[STATED PROBLEM] Put every line of the records below into a Markdown table with two columns, Row for a running number and Line for the line itself. Leave out blank lines.

[ENTRIES SHOWN]
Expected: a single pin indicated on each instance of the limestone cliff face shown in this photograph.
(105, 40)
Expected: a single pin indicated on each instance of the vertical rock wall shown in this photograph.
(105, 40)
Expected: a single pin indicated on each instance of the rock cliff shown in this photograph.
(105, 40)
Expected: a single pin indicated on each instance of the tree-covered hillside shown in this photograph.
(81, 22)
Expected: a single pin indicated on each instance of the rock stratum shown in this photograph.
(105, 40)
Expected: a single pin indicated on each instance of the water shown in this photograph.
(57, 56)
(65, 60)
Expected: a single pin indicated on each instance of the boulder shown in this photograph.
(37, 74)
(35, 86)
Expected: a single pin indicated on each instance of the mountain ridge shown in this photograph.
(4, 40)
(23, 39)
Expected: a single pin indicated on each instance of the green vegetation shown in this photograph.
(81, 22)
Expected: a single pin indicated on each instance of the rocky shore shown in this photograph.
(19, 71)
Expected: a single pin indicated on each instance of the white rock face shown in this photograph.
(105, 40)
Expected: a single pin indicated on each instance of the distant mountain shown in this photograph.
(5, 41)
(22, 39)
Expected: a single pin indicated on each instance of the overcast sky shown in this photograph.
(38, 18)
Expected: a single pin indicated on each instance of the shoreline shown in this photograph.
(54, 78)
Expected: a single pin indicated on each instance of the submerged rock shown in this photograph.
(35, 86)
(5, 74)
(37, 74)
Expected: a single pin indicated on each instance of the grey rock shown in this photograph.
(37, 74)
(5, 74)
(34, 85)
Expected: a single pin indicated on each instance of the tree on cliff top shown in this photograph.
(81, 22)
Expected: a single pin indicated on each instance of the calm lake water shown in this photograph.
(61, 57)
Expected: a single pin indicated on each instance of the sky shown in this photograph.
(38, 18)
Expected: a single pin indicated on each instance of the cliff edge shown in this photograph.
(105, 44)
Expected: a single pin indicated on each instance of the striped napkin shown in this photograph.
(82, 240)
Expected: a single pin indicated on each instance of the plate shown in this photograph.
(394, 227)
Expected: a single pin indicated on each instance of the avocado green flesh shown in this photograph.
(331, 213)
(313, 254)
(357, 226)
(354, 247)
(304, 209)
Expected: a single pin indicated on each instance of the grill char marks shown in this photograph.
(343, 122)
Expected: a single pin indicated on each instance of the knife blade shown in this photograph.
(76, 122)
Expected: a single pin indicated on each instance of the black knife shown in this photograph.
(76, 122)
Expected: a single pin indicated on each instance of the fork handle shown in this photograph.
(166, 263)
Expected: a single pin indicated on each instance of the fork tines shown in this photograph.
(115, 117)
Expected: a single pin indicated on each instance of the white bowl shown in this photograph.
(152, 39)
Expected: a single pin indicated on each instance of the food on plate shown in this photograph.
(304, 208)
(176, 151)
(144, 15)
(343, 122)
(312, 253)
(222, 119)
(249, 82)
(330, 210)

[EXERCISE OUTPUT]
| Row | Line |
|---|---|
| 1 | Expected: a single pin indicated on each instance of the limestone cliff face shown in this photograph. |
| 2 | (105, 40) |
| 3 | Expected: a single pin indicated on each instance of the vertical rock wall shown in this photograph. |
| 4 | (105, 40) |
| 5 | Expected: a single pin indicated on each instance of the rock cliff shown in this photograph. |
| 6 | (105, 40) |
| 7 | Expected: a single pin indicated on each instance of the tree-covered hillside shown in this photograph. |
| 8 | (81, 22) |
| 9 | Expected: a single pin indicated on each instance of the rock stratum shown in this photograph. |
| 10 | (105, 40) |
| 11 | Expected: a single pin indicated on each instance of the water shown in this photograph. |
| 12 | (57, 56) |
| 13 | (65, 60) |
| 14 | Expected: a single pin indicated on each instance of the boulder shown in this photograph. |
| 15 | (37, 74) |
| 16 | (35, 86) |
| 17 | Expected: a single pin indicated on each instance of the mountain ridge shown in this photograph. |
| 18 | (4, 40) |
| 19 | (23, 39) |
| 20 | Expected: a single pin indicated on each instance of the green vegetation shown in this photograph. |
| 21 | (81, 22) |
| 22 | Expected: a single pin indicated on each instance of the rocky shore shown in this photograph. |
| 23 | (19, 71) |
| 24 | Expected: a single pin indicated on each instance of the white rock face shown in this photograph. |
| 25 | (105, 40) |
| 26 | Expected: a single pin indicated on each instance of the distant mountain shown in this photograph. |
| 27 | (5, 41) |
| 28 | (22, 39) |
| 29 | Expected: a single pin indicated on each instance of the overcast sky shown in this photograph. |
| 30 | (38, 18) |
| 31 | Expected: a single pin indicated on each instance of the shoreline shown in this photograph. |
| 32 | (54, 78) |
| 33 | Expected: a single pin indicated on each instance of the submerged rock shown in this photograph. |
| 34 | (35, 86) |
| 35 | (5, 74) |
| 36 | (37, 74) |
| 37 | Expected: a single pin indicated on each instance of the grey rock shown in this photograph. |
| 38 | (37, 74) |
| 39 | (5, 74) |
| 40 | (34, 85) |
| 41 | Expected: a single pin indicated on each instance of the tree on cliff top shown in this photograph. |
| 42 | (81, 22) |
| 43 | Expected: a single pin indicated on each instance of the calm lake water shown in this photograph. |
| 44 | (61, 57) |
| 45 | Expected: a single pin indicated on each instance of the sky shown in this photograph. |
| 46 | (38, 18) |
| 47 | Expected: a single pin indicated on each instance of the cliff edge shown in this photograph. |
| 48 | (105, 44) |
| 49 | Expected: a single pin indicated on each instance of the striped napkin shown in this photograph. |
| 50 | (82, 240) |
| 51 | Expected: a single pin indicated on each instance of the plate shown in this photograph. |
| 52 | (394, 227) |
| 53 | Expected: a single pin indicated on each instance of the avocado green flesh shown in this photograph. |
| 54 | (331, 213) |
| 55 | (313, 254) |
| 56 | (357, 226) |
| 57 | (354, 247) |
| 58 | (304, 209) |
| 59 | Expected: a single pin indicated on each instance of the grill char marks shown in this photograph. |
| 60 | (343, 122) |
| 61 | Expected: a single pin indicated on each instance of the knife blade shown in this photograph. |
| 62 | (76, 122) |
| 63 | Expected: a single pin indicated on each instance of the black knife shown in this photograph. |
| 64 | (76, 122) |
| 65 | Expected: a single pin indicated on each instance of the fork handle shown in this photograph. |
| 66 | (166, 263) |
| 67 | Expected: a single pin indicated on each instance of the fork tines shown in this photograph. |
| 68 | (115, 117) |
| 69 | Expected: a single pin indicated on each instance of the white bowl shown in this photograph. |
| 70 | (152, 39) |
| 71 | Expected: a single pin indicated on each instance of the food on plate shown in this photograph. |
| 72 | (304, 208) |
| 73 | (176, 151) |
| 74 | (144, 15) |
| 75 | (343, 122) |
| 76 | (312, 253) |
| 77 | (222, 119) |
| 78 | (249, 82) |
| 79 | (330, 210) |